## What the task asks:
State how many lines of the listing below contain the word "covered", with case counting. Reply with the number alone.

****************

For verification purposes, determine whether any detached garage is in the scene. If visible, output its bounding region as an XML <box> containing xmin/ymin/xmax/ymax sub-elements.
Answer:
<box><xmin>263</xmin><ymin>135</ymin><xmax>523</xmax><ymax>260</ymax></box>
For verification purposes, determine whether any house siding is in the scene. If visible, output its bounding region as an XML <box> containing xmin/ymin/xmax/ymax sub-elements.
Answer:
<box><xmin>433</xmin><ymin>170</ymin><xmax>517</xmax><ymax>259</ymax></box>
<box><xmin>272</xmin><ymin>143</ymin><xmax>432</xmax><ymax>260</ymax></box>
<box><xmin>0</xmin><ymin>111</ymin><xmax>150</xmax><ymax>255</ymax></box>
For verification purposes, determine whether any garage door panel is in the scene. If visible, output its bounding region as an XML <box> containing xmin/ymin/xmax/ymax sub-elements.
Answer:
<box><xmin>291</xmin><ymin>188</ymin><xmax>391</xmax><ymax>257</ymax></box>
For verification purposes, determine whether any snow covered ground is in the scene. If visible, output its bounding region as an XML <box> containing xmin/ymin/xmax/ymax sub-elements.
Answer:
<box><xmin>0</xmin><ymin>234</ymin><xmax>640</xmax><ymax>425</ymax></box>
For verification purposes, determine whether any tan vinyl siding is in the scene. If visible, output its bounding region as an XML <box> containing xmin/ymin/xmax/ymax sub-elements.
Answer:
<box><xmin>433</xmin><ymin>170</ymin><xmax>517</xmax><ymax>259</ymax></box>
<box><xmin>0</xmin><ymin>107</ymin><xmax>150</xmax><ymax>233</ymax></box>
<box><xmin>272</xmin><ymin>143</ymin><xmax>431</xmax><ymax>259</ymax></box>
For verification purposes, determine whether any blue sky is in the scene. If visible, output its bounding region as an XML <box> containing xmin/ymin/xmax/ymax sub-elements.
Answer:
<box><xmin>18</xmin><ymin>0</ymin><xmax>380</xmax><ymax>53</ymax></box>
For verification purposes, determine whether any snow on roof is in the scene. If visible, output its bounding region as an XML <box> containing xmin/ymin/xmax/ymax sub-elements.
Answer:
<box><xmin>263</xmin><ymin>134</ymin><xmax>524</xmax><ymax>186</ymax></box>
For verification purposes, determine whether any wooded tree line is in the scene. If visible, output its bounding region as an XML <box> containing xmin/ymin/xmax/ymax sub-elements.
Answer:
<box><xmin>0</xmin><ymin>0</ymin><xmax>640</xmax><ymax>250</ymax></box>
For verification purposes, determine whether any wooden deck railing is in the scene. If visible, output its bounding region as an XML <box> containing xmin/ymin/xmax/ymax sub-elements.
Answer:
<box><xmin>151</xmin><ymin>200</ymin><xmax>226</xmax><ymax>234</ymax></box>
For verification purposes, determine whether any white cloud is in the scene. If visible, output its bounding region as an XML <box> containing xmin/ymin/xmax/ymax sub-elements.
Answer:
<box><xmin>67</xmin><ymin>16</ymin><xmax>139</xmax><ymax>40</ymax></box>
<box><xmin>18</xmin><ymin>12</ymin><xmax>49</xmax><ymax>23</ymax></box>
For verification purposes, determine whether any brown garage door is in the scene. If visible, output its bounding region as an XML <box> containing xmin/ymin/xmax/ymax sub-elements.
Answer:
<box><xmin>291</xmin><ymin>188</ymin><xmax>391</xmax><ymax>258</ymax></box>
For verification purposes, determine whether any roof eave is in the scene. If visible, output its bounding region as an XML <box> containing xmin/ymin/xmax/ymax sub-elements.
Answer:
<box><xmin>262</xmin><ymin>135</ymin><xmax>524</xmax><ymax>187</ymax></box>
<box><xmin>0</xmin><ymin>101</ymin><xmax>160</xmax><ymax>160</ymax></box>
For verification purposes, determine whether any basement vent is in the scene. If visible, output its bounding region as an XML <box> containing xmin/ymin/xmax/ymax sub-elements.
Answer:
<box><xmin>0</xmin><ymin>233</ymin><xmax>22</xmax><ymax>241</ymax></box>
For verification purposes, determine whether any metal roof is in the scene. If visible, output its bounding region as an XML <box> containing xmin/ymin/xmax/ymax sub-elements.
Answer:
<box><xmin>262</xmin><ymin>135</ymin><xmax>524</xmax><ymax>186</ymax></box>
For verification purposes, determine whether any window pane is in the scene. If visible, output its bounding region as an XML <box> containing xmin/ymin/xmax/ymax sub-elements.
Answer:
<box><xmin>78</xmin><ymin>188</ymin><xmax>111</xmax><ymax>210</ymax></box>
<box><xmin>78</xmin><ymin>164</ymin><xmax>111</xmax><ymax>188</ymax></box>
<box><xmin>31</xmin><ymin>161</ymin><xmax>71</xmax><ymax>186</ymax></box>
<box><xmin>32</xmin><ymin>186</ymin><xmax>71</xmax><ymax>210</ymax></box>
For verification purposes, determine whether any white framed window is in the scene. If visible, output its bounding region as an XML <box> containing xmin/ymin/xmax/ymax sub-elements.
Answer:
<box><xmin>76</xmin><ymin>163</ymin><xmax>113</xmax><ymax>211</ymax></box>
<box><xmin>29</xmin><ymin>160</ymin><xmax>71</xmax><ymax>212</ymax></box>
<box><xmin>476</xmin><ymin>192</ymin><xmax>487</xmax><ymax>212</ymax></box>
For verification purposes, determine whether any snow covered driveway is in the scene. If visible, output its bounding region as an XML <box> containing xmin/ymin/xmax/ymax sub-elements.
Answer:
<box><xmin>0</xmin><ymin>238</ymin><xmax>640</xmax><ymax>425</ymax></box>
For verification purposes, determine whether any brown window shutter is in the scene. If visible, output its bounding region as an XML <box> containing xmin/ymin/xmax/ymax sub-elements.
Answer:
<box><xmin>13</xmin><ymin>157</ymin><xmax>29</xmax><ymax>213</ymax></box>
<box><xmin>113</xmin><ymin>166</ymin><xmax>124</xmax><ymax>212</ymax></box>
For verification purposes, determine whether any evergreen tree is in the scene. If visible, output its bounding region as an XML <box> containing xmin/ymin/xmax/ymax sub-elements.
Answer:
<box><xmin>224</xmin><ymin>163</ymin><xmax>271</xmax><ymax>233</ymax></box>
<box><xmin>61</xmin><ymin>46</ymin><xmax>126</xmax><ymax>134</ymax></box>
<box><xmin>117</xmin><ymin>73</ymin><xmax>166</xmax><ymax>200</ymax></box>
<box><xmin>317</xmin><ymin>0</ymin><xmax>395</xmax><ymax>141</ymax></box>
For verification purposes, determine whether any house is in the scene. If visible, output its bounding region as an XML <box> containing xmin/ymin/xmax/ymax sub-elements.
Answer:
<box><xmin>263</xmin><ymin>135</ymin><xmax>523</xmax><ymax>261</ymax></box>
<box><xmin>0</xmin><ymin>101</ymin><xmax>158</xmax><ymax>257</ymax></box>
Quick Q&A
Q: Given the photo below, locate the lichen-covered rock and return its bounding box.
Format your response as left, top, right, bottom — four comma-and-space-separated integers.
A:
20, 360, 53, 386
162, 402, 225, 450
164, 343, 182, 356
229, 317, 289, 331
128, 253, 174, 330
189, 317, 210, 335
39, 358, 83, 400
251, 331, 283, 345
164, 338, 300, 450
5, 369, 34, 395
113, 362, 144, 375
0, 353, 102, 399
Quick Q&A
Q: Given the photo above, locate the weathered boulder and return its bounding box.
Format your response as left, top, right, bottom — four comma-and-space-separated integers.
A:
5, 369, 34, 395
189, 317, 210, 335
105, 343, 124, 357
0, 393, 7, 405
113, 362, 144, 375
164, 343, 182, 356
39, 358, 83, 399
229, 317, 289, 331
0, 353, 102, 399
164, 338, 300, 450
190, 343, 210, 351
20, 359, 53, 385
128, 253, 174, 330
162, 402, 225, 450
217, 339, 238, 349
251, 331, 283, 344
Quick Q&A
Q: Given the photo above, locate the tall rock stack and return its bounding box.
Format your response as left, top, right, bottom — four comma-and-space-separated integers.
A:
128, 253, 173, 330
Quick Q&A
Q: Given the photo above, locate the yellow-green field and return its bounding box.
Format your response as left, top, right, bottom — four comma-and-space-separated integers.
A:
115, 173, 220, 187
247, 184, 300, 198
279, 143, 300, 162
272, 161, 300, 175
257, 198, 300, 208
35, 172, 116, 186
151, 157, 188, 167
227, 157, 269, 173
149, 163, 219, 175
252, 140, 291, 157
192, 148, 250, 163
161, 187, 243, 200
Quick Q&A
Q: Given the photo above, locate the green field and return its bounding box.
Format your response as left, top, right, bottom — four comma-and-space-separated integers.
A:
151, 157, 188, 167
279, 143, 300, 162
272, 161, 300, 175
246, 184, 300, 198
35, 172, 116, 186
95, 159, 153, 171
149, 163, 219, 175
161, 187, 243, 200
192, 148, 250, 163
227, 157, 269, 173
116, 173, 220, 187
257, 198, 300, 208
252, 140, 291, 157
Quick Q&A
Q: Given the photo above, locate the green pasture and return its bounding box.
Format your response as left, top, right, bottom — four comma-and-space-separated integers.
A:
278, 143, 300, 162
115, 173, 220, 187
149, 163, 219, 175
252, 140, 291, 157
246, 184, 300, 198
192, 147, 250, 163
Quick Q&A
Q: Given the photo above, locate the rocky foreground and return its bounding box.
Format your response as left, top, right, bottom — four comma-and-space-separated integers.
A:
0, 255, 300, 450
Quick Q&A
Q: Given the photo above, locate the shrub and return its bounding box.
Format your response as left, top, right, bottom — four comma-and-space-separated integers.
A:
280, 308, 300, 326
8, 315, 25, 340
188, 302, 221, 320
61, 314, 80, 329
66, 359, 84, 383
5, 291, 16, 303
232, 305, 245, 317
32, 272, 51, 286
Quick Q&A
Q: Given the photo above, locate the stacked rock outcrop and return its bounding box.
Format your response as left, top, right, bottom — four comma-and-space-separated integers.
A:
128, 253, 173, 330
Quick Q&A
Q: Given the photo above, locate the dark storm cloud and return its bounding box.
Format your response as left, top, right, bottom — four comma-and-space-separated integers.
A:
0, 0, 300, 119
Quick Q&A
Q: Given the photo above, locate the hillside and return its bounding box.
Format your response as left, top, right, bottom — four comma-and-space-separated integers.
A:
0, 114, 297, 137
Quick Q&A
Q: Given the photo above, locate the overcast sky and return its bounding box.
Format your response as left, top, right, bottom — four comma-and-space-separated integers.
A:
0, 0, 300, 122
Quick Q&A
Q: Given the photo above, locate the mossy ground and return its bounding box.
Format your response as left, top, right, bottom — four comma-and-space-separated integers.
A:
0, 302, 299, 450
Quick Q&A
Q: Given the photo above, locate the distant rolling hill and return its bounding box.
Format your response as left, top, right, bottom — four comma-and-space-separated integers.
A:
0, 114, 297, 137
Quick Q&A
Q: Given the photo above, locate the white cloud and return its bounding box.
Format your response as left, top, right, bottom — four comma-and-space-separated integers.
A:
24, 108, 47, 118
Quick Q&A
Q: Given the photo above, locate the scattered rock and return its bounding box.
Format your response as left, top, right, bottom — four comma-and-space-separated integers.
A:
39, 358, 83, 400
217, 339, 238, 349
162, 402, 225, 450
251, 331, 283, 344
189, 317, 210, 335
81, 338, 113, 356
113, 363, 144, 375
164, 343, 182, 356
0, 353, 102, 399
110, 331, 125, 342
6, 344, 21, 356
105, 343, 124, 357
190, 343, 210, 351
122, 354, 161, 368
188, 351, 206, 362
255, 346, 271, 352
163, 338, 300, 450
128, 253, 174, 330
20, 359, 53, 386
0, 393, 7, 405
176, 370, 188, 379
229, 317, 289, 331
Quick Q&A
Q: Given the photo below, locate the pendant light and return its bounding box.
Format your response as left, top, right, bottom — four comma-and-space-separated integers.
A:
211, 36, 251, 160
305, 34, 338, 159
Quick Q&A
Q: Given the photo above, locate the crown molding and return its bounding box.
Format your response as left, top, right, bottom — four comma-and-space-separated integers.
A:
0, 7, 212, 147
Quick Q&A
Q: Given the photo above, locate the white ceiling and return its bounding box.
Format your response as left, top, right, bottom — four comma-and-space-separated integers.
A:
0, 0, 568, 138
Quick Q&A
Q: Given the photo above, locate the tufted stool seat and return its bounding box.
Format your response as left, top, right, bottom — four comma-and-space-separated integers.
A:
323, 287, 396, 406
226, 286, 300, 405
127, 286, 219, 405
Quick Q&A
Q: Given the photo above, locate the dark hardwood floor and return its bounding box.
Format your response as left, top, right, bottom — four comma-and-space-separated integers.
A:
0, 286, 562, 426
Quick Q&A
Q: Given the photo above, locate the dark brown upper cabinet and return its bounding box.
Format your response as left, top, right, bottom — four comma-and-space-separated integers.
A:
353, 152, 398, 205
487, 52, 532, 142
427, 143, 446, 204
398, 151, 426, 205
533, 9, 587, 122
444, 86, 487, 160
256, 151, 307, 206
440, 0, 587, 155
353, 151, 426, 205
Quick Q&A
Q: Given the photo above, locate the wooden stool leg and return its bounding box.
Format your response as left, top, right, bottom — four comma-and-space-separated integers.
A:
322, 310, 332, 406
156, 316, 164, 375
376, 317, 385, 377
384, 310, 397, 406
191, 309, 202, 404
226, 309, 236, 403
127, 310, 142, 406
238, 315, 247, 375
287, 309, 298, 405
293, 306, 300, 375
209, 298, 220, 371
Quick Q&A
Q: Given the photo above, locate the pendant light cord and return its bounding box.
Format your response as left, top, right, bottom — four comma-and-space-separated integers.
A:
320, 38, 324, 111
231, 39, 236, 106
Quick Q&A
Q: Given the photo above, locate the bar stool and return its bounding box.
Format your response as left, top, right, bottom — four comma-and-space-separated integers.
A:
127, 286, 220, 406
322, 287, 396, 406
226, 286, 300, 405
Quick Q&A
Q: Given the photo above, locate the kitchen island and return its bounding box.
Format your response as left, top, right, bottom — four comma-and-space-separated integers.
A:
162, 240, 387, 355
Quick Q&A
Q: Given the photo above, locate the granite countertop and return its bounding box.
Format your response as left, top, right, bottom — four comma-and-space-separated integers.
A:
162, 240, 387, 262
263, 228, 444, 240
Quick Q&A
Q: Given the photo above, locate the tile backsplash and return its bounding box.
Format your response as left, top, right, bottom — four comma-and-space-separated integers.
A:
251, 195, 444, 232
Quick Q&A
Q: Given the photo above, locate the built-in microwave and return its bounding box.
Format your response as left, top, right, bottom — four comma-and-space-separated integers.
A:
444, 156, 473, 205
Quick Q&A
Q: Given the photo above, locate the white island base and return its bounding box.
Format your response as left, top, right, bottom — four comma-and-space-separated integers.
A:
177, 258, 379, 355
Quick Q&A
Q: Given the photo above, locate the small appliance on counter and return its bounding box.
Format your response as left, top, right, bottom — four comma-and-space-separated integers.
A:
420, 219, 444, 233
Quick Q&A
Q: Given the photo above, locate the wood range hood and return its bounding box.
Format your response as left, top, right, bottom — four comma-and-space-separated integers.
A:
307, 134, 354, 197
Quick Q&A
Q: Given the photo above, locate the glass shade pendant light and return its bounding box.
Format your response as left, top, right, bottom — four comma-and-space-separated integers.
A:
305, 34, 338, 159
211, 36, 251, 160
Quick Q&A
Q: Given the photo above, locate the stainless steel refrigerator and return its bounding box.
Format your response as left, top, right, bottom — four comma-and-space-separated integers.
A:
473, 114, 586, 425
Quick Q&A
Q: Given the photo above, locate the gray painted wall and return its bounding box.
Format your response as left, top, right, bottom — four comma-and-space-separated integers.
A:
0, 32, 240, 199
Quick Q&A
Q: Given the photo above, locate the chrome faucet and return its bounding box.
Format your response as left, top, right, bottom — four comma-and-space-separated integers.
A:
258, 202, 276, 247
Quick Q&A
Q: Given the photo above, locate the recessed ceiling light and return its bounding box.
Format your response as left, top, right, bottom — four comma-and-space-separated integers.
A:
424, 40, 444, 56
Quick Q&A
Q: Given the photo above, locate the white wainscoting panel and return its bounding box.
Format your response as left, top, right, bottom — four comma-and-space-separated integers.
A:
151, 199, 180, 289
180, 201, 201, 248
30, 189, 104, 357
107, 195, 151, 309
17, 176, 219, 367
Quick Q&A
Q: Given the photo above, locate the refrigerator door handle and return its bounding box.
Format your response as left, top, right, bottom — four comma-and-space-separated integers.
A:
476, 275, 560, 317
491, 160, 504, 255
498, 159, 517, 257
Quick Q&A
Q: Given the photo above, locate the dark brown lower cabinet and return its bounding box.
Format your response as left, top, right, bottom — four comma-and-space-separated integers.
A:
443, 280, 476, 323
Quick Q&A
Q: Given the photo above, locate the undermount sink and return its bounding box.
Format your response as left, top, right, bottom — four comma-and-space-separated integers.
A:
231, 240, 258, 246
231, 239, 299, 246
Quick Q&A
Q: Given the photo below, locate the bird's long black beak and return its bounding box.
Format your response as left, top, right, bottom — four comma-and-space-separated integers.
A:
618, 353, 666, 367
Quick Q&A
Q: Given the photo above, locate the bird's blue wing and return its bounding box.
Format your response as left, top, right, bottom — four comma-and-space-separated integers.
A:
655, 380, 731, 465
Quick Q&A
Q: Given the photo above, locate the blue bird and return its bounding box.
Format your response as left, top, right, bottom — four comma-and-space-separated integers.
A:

****************

## Solution for this problem:
3